== Your task ==
Could you print every record below exactly as it appears?

== Records for this task ==
####################
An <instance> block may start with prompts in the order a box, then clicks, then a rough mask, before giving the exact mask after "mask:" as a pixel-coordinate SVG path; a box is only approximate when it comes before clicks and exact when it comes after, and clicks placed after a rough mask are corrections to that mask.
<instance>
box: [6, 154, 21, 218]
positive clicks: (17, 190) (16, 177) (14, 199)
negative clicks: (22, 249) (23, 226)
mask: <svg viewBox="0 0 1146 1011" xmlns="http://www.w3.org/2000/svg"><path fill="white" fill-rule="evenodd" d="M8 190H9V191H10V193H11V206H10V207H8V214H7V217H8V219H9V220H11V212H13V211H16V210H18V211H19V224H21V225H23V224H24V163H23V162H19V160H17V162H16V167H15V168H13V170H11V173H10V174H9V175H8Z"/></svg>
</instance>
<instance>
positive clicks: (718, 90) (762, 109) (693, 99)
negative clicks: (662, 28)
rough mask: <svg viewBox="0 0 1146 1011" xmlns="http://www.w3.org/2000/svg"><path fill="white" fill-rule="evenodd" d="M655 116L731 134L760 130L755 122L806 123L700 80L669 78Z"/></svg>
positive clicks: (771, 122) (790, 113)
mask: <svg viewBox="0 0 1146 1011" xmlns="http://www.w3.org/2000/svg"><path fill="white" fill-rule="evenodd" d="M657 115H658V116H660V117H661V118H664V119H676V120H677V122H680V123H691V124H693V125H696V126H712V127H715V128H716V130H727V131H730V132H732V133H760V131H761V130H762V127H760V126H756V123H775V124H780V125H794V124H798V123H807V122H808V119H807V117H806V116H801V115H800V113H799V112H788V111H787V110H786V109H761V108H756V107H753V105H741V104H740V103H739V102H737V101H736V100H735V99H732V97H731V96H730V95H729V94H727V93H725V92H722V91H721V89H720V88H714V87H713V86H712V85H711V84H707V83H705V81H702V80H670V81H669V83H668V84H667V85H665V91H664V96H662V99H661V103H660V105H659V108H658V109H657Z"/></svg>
####################
== Response area ==
An <instance> block may start with prompts in the order a box, then clicks, then a rough mask, before giving the exact mask after "mask:" as a pixel-coordinate SVG path; a box is only approximate when it comes before clicks and exact when it comes after, and clicks placed after a rough mask are corrections to that mask.
<instance>
box: [6, 154, 21, 218]
positive clicks: (17, 190) (16, 177) (14, 199)
negative clicks: (22, 249) (23, 226)
mask: <svg viewBox="0 0 1146 1011" xmlns="http://www.w3.org/2000/svg"><path fill="white" fill-rule="evenodd" d="M8 190H9V191H10V193H11V206H10V207H8V214H7V217H8V219H9V220H11V212H13V211H16V210H18V211H19V224H21V225H23V224H24V163H23V162H19V160H17V162H16V167H15V168H13V170H11V173H10V174H9V175H8Z"/></svg>
</instance>
<instance>
positive clicks: (718, 90) (762, 109) (693, 99)
negative clicks: (662, 28)
rough mask: <svg viewBox="0 0 1146 1011" xmlns="http://www.w3.org/2000/svg"><path fill="white" fill-rule="evenodd" d="M655 116L731 134L760 130L755 122L806 123L700 80L669 78Z"/></svg>
positive clicks: (771, 122) (790, 113)
mask: <svg viewBox="0 0 1146 1011" xmlns="http://www.w3.org/2000/svg"><path fill="white" fill-rule="evenodd" d="M657 115H658V116H660V117H661V118H664V119H676V120H677V122H680V123H691V124H693V125H696V126H712V127H715V128H716V130H727V131H730V132H732V133H760V131H761V130H762V127H760V126H756V123H775V124H780V125H794V124H798V123H807V122H808V119H807V117H806V116H801V115H800V113H799V112H788V111H787V110H786V109H761V108H756V107H753V105H741V104H740V103H739V102H737V101H736V100H735V99H732V97H731V96H730V95H729V94H727V93H725V92H722V91H721V89H720V88H714V87H713V86H712V85H711V84H707V83H705V81H702V80H670V81H669V83H668V84H667V85H665V91H664V96H662V99H661V103H660V105H659V108H658V109H657Z"/></svg>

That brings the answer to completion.